Convert every line of the records below into a single numbered list, leaving out any blank lines.

++++

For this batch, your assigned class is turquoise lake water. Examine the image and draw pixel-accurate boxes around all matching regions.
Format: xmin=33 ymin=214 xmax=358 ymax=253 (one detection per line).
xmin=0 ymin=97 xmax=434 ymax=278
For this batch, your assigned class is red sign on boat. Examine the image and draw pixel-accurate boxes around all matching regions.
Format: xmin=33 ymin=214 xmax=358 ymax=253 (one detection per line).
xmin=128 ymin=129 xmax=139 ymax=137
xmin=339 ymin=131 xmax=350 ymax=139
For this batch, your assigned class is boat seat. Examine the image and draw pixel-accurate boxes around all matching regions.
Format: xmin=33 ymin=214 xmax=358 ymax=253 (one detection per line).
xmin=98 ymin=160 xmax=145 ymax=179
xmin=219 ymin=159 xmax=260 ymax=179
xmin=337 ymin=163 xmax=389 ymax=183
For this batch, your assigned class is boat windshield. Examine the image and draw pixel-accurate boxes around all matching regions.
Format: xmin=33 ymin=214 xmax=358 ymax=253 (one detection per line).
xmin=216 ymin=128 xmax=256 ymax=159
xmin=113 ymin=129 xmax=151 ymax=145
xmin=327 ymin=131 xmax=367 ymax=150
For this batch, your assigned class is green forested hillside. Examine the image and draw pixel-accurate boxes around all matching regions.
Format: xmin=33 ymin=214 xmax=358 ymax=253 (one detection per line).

++++

- **Finished answer**
1. For this batch, your assigned class is turquoise lake water. Examine the image and draw pixel-accurate boxes around all matching regions.
2. Format: xmin=33 ymin=214 xmax=358 ymax=253 (one detection per line).
3. xmin=0 ymin=97 xmax=434 ymax=278
4. For this batch, your assigned class is red sign on boat. Examine the image and draw pixel-accurate boxes around all matching regions.
5. Format: xmin=33 ymin=214 xmax=358 ymax=253 (one detection per line).
6. xmin=128 ymin=129 xmax=139 ymax=137
7. xmin=339 ymin=131 xmax=350 ymax=139
8. For this batch, your assigned class is boat seat. Examine the image and draw pixel-accurate boxes around all matching regions.
9. Format: xmin=33 ymin=214 xmax=358 ymax=253 (one detection per line).
10. xmin=98 ymin=160 xmax=145 ymax=179
11. xmin=219 ymin=159 xmax=260 ymax=179
12. xmin=337 ymin=163 xmax=389 ymax=183
13. For this batch, your assigned class is boat windshield. Examine the image and draw pixel-accurate boxes around all matching regions.
14. Format: xmin=33 ymin=214 xmax=358 ymax=253 (one detection per line).
15. xmin=216 ymin=128 xmax=256 ymax=159
16. xmin=113 ymin=129 xmax=151 ymax=145
17. xmin=327 ymin=131 xmax=367 ymax=150
18. For this batch, your assigned class is green forested hillside. Examine the image and draw pixel-accurate boxes around all matching regions.
19. Format: xmin=33 ymin=214 xmax=358 ymax=253 (one detection per line).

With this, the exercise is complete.